Problem statement
Your answer must repeat all of the entries word for word, without any images.
+++ Materials provided +++
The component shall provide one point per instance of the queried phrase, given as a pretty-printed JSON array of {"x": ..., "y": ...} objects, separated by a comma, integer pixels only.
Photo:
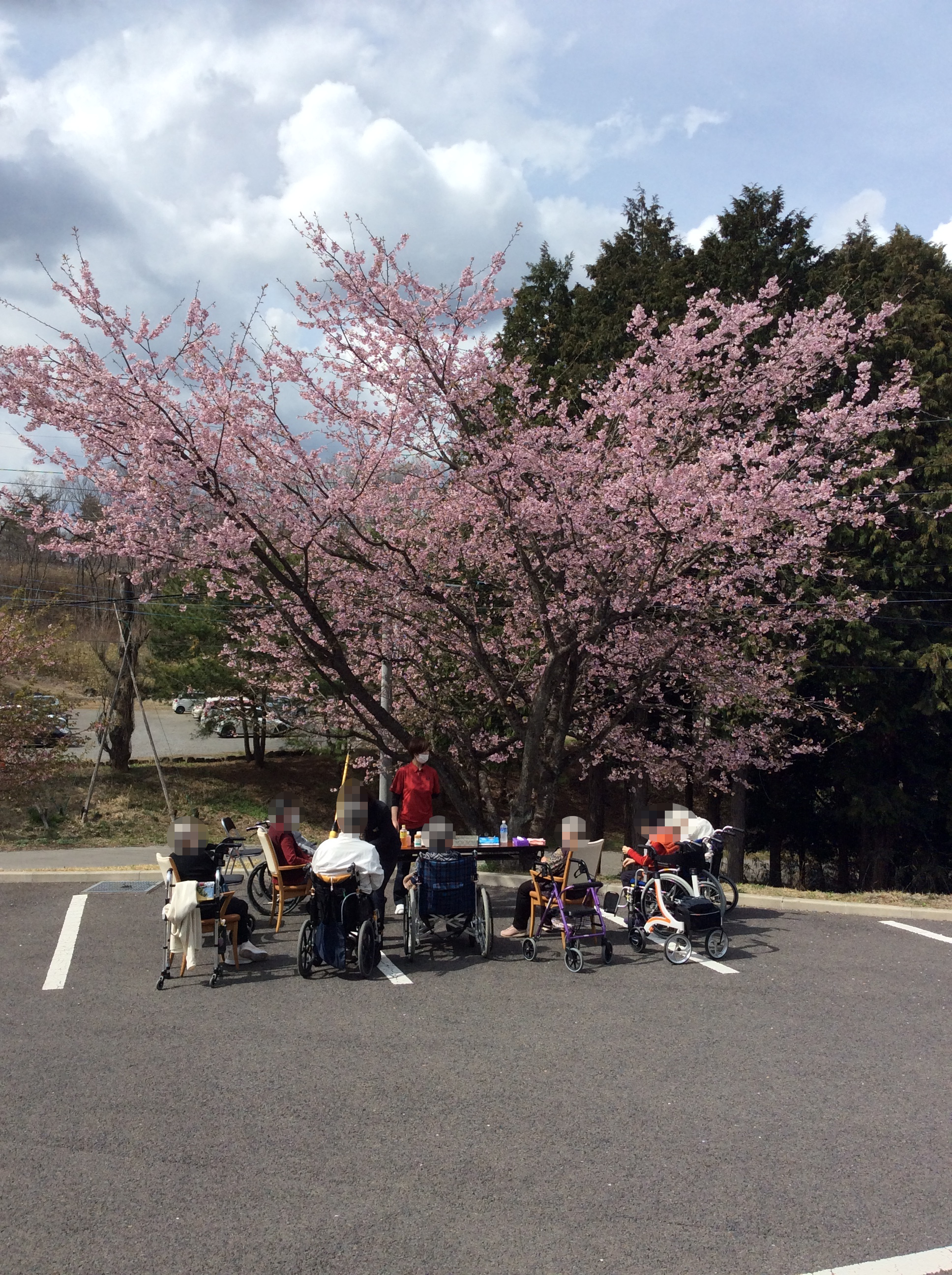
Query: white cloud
[
  {"x": 942, "y": 235},
  {"x": 840, "y": 221},
  {"x": 709, "y": 226},
  {"x": 186, "y": 143},
  {"x": 695, "y": 117},
  {"x": 571, "y": 226}
]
+++
Problem solution
The component shall provide one point per instance of the queried phrase, given as a pretty-printed JSON array of {"x": ..., "y": ...} objects, separated by a comma, integer pixels only.
Photo:
Query: white cloud
[
  {"x": 942, "y": 235},
  {"x": 840, "y": 221},
  {"x": 709, "y": 226},
  {"x": 186, "y": 143},
  {"x": 695, "y": 117},
  {"x": 571, "y": 226}
]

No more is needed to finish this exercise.